Exercise task — Write out the material below word for word, every line of it, and leave the pictures out.

## Begin Dataset

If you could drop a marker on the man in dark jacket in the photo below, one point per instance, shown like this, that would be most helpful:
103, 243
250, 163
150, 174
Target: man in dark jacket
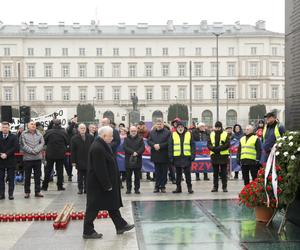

## End Dataset

Result —
If you could drop a marker on the man in dark jacket in the photo below, one point per instance, shown like this, that would be most helpful:
103, 243
250, 163
150, 174
Target: man in dark jacket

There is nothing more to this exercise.